◆ **DIRECTIONS**
Please set out every line of the records below as a Markdown table with the columns Row and Line, numbering the lines and leaving out blank ones. Leave the pictures out of the answer.

◆ **RECORDS PROVIDED**
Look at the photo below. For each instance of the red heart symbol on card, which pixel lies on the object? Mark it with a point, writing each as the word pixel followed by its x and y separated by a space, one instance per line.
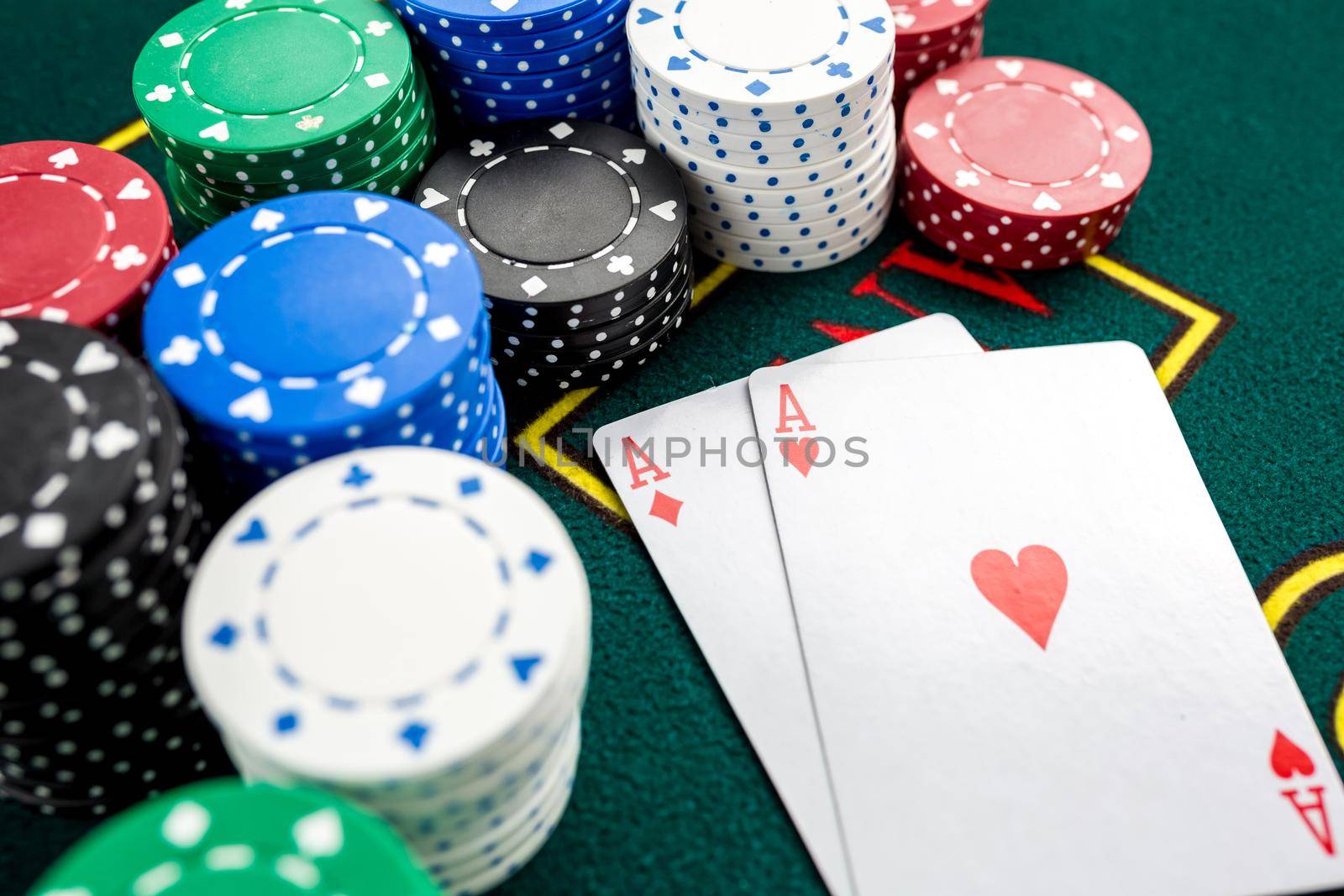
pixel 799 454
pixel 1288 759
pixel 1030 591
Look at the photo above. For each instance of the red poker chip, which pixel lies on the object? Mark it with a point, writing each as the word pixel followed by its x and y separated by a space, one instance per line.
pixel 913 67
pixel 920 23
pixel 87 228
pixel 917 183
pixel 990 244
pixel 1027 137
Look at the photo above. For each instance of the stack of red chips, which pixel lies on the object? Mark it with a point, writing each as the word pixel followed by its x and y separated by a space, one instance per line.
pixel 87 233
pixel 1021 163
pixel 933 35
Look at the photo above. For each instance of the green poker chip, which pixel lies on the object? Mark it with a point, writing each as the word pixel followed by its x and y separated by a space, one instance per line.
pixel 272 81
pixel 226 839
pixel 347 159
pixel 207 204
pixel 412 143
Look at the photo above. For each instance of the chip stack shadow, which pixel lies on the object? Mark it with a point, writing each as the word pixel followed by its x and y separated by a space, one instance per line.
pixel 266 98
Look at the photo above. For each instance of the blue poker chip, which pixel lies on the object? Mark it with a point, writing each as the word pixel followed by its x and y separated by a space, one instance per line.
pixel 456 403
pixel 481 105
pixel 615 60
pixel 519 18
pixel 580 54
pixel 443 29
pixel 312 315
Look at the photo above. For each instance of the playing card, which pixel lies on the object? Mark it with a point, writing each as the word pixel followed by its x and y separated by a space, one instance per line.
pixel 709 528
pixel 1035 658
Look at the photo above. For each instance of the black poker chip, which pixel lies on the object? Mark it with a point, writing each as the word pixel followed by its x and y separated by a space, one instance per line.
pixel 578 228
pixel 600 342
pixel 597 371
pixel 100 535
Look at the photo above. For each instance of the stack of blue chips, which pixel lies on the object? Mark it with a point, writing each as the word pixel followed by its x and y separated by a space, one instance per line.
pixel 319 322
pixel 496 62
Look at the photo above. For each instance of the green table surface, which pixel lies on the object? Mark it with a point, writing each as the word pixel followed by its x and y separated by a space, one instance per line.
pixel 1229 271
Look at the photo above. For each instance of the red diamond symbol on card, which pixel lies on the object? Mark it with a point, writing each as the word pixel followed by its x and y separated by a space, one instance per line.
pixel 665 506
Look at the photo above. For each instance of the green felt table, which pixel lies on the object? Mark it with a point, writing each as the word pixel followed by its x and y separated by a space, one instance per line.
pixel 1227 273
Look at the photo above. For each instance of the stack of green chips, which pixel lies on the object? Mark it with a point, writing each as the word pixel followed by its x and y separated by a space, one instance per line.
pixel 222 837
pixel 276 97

◆ **CORRECT ANSWER**
| Row | Line |
|---|---|
| 1 | Look at the photo below. For each instance of the red heart symbol on card, which pixel lies on the object? Mark it with a point, writing each as the word pixel followed by its x and y separated by a space, one instance per line. |
| 2 | pixel 799 454 |
| 3 | pixel 1288 759 |
| 4 | pixel 1030 591 |
| 5 | Look at the photo above. For each instance of the red poker chip, which pixel lies on the object? Mark it with a point, writing each as the word pixel followed by its x and y separated by a space, one instance per line. |
| 6 | pixel 913 67 |
| 7 | pixel 920 23 |
| 8 | pixel 87 228 |
| 9 | pixel 917 183 |
| 10 | pixel 990 244 |
| 11 | pixel 1027 137 |
| 12 | Look at the photo above. For each instance of the stack of red chips, which pixel lies on the object? Mark it with a point, writing each as the word pixel followed by its x and y separated by a space, one instance per line. |
| 13 | pixel 87 233 |
| 14 | pixel 1021 163 |
| 15 | pixel 933 35 |
| 16 | Look at the photo above. For each instance of the green poker chip, which pixel lies on the object? Mark it with a point, writing each as the word pixel followed by its x and y separated by a space, one instance per line. |
| 17 | pixel 272 81 |
| 18 | pixel 226 839 |
| 19 | pixel 347 159 |
| 20 | pixel 207 204 |
| 21 | pixel 412 143 |
| 22 | Look at the photo above. For each instance of the chip stack shadow, which pixel lies on the object? Mark it with a point, writing each as the word pixel followed by its x and y separated by a space, one instance per line. |
| 23 | pixel 266 98 |
| 24 | Look at the photo above. For each instance of the blue poker chip, which pixel lies on the object? Mark it with a point, writing each as the word pixel followed by its x and y separated by a space, one instance per line. |
| 25 | pixel 456 403 |
| 26 | pixel 481 105 |
| 27 | pixel 615 60 |
| 28 | pixel 519 18 |
| 29 | pixel 580 54 |
| 30 | pixel 443 29 |
| 31 | pixel 312 315 |
| 32 | Look at the photo above. For each instance of the playing card, which pixel lies on the object? Mark it with a point, writing each as the word pixel followed by its x and y separated by a space, one instance per line. |
| 33 | pixel 709 528 |
| 34 | pixel 1035 658 |
| 35 | Look at the photo above. For each instance of the black poker chip, which pixel lies on the object? Mark it with a point, writing each as the word pixel followed by its x and y separated by a space, one instance per line. |
| 36 | pixel 578 228 |
| 37 | pixel 600 342 |
| 38 | pixel 597 371 |
| 39 | pixel 100 535 |
| 40 | Look at the photo above. For each instance of the stack of blue chips, which pixel lies on the object? Mark it with a point, writing each as the word pixel followed by its x and y separated by a space, one instance per line. |
| 41 | pixel 319 322 |
| 42 | pixel 496 62 |
| 43 | Look at the photo above. For each instance of the green table surface, which pixel lies on the object? Mark it with a point, writing each as the word pixel followed by its x and y separated by a space, one instance per line. |
| 44 | pixel 1229 271 |
| 45 | Look at the photo above. For each instance of the red diamond symbol on card, which pixel lies on the object? Mark it with a point, writing each as the word pixel followed by its x and y separated by a space, one instance per line. |
| 46 | pixel 665 506 |
| 47 | Look at the photo above. For each instance of the green felt table, which pixel lies on the object? Mark it with a point, writing each as the word pixel followed by its x and y separated by a space, one instance per line. |
| 48 | pixel 1227 273 |
| 49 | Look at the photo above. For each instance of the stack of green chips, which pixel lies on the object? Mark it with a point, writing each as the word pixel followed by its x and y separated by a space, one instance per line. |
| 50 | pixel 222 837 |
| 51 | pixel 276 97 |